Given exercise 1 » Write out the portion of the systemd passage that begins at the words containing "systemd is a" and stops after "of systemd now)".
Given exercise 2 » According to the systemd passage, what does systemd use to keep track of processes?

Text passage »
┌──
System bootup process with systemd


From the systemd project homepage:

systemd is a system and service manager for Linux, compatible with SysV and LSB init scripts. systemd provides aggressive parallelization capabilities, uses socket and D-Bus activation for starting services, offers on-demand starting of daemons, keeps track of processes using Linux cgroups, supports snapshotting and restoring of the system state, maintains mount and automount points and implements an elaborate transactional dependency-based service control logic. It can work as a drop-in replacement for sysvinit.


File / Directory Function
/etc/hostname The host name for the system (yes, it's part of systemd now)
└──
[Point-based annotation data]
┌──
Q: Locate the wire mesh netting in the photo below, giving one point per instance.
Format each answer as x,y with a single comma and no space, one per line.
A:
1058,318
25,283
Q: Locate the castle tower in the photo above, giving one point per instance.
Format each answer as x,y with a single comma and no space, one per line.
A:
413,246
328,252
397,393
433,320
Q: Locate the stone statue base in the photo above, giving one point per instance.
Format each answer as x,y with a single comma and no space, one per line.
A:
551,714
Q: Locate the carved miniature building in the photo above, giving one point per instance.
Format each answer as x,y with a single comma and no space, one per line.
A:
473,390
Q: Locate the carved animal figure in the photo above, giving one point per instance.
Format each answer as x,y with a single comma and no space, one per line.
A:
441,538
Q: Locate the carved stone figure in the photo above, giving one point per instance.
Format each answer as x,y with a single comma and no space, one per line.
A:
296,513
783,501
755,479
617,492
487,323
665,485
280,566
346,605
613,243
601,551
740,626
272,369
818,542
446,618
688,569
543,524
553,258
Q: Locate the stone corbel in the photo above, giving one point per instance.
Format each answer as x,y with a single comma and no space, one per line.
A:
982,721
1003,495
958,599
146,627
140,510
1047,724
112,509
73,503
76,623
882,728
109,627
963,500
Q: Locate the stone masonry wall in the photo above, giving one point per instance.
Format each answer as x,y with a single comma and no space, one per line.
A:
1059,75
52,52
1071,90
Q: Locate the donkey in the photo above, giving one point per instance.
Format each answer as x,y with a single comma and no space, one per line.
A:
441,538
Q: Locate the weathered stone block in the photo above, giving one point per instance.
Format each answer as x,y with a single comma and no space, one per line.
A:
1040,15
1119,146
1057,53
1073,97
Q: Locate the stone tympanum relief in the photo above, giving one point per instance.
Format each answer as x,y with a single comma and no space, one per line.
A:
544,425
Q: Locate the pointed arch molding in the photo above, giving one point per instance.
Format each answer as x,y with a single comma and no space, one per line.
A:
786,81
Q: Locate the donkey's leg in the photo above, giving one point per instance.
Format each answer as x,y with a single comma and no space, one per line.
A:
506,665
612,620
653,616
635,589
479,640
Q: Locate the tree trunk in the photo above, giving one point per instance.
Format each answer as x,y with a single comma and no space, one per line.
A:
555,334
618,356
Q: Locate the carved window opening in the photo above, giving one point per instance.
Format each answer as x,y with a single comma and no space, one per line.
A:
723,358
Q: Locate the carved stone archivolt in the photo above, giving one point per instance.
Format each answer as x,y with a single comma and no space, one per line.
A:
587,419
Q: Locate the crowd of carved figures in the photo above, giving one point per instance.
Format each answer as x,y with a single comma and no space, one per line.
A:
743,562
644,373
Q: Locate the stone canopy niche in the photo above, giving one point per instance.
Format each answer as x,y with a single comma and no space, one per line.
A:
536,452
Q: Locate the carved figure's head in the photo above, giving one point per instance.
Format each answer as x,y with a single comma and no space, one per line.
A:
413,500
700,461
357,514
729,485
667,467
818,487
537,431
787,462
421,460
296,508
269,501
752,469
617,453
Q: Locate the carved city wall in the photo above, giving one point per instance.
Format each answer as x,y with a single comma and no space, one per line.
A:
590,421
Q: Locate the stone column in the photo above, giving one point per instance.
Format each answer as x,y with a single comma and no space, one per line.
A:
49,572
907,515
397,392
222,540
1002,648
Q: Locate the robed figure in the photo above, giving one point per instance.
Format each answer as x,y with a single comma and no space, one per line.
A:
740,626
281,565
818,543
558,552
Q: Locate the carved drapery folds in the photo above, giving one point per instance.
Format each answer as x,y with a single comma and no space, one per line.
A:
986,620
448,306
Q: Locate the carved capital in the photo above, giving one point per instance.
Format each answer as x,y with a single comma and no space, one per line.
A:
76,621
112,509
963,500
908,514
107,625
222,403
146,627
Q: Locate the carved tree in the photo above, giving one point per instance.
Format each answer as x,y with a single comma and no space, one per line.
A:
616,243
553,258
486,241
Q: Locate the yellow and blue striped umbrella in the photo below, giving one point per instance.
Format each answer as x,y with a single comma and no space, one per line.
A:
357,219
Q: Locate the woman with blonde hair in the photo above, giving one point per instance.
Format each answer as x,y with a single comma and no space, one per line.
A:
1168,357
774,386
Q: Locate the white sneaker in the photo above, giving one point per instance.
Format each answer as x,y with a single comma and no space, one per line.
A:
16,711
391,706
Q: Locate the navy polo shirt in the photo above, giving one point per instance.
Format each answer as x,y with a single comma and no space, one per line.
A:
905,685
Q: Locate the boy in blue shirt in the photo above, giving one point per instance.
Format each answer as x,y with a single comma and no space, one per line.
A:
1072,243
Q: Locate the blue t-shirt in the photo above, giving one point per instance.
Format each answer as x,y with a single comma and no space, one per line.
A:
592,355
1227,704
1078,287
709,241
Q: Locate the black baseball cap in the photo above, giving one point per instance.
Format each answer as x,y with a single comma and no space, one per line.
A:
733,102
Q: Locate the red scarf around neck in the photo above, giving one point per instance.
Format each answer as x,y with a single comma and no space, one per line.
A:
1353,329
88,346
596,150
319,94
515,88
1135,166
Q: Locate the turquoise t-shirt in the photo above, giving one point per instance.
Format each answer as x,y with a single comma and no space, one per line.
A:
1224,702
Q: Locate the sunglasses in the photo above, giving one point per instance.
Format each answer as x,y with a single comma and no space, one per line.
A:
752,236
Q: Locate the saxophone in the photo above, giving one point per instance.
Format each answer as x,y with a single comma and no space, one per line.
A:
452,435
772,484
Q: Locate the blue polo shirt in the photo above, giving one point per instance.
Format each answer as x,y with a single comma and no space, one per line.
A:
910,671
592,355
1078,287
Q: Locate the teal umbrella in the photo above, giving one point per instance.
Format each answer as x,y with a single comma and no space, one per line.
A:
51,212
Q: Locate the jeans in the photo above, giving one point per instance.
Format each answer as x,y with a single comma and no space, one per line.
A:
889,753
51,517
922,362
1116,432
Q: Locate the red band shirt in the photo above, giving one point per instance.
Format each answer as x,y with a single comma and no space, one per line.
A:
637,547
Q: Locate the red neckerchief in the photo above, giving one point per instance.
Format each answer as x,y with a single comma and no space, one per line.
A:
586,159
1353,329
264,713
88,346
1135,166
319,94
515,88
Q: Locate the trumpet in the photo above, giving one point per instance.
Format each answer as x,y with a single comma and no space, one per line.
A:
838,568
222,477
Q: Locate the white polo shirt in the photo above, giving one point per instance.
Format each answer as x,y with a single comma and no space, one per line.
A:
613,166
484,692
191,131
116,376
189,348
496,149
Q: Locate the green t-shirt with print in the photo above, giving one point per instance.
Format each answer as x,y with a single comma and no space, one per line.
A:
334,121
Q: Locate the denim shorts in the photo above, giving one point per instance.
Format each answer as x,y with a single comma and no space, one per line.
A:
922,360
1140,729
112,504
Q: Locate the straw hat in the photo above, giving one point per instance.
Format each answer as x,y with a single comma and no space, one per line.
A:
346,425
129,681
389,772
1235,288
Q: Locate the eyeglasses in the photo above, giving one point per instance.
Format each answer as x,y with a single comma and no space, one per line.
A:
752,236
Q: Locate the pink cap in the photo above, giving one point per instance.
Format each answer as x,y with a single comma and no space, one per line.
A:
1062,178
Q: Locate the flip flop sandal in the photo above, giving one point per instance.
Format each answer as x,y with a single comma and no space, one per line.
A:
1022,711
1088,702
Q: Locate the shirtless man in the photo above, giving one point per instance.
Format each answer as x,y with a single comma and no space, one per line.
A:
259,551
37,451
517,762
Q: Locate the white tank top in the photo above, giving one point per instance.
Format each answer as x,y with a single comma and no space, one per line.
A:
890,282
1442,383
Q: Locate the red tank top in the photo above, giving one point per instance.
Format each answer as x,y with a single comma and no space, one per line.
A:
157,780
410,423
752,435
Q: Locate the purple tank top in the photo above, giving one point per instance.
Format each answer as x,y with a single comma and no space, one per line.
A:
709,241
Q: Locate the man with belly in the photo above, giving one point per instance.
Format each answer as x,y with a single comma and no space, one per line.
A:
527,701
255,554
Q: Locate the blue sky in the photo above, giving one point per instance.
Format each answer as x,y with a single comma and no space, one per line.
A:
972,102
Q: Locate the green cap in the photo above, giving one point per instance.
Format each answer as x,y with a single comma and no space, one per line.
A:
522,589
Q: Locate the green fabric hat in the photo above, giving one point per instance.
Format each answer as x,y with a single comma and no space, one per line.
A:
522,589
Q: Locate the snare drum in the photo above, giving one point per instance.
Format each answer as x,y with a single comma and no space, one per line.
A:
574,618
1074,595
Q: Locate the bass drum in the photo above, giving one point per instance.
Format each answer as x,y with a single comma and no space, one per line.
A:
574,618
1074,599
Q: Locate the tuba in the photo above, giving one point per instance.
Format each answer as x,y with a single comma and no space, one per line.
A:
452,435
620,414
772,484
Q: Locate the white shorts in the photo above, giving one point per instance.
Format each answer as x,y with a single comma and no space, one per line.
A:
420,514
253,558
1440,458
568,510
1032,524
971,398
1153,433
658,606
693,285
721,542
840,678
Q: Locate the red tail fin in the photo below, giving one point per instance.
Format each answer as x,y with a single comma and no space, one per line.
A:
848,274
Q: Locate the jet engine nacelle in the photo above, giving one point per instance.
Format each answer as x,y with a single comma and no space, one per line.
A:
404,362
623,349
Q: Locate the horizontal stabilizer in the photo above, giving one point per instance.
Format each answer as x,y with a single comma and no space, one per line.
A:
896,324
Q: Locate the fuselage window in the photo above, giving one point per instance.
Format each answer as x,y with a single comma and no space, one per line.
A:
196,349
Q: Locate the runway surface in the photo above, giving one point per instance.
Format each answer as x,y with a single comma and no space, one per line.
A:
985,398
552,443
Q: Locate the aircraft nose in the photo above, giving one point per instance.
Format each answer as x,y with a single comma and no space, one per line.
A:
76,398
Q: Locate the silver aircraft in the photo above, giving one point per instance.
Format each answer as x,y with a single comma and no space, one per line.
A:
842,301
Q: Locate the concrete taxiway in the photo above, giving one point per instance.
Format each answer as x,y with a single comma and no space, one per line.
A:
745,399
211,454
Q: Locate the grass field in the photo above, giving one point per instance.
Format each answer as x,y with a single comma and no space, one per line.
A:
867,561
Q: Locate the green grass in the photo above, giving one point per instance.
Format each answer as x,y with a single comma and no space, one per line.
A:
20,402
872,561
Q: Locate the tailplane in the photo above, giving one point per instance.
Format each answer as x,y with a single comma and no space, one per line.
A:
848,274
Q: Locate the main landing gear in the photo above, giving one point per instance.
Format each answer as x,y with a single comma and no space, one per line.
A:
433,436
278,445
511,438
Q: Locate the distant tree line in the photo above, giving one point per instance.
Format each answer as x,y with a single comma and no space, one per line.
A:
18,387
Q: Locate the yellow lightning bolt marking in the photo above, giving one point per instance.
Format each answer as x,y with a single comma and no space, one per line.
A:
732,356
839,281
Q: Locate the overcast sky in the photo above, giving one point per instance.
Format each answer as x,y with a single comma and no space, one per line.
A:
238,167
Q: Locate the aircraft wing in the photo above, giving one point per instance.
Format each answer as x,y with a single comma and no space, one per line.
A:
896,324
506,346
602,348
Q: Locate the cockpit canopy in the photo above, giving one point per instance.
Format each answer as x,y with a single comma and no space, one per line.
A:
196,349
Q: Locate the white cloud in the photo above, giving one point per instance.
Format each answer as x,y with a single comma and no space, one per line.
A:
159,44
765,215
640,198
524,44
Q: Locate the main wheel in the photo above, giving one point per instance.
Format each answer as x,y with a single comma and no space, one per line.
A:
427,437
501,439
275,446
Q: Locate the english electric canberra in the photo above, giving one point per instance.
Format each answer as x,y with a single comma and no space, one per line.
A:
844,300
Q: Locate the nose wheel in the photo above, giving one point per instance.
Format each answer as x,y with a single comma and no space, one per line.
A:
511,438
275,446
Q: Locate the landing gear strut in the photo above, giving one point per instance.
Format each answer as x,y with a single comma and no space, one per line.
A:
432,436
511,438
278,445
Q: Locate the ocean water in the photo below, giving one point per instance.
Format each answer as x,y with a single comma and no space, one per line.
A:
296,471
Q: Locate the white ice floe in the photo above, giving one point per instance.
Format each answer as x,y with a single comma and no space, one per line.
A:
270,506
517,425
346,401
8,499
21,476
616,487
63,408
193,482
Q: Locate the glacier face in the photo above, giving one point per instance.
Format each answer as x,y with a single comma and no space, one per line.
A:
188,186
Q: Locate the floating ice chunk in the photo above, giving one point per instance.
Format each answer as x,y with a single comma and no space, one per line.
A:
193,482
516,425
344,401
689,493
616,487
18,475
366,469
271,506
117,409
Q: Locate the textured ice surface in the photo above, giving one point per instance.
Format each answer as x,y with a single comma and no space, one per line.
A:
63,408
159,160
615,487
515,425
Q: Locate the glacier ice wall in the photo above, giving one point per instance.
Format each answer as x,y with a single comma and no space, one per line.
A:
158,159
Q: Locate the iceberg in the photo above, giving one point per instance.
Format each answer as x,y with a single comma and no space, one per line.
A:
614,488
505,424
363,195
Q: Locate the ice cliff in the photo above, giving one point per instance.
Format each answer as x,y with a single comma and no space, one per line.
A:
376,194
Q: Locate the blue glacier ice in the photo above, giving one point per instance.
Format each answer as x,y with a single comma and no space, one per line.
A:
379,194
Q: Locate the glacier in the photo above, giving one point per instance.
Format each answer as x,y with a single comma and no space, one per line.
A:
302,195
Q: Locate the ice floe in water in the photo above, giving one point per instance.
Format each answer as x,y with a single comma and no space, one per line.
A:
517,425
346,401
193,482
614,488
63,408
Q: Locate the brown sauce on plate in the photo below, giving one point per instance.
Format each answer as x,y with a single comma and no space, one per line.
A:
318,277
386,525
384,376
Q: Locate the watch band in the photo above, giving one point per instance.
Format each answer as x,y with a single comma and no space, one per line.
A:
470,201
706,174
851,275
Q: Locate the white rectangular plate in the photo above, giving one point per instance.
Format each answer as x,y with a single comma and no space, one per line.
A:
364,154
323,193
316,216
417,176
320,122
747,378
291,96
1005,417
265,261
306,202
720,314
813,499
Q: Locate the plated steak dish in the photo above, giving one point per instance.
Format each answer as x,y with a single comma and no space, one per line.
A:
└──
Reply 1 »
systemd is a system and service manager for Linux, compatible with SysV and LSB init scripts. systemd provides aggressive parallelization capabilities, uses socket and D-Bus activation for starting services, offers on-demand starting of daemons, keeps track of processes using Linux cgroups, supports snapshotting and restoring of the system state, maintains mount and automount points and implements an elaborate transactional dependency-based service control logic. It can work as a drop-in replacement for sysvinit.


File / Directory Function
/etc/hostname The host name for the system (yes, it's part of systemd now)

Reply 2 » Linux cgroups.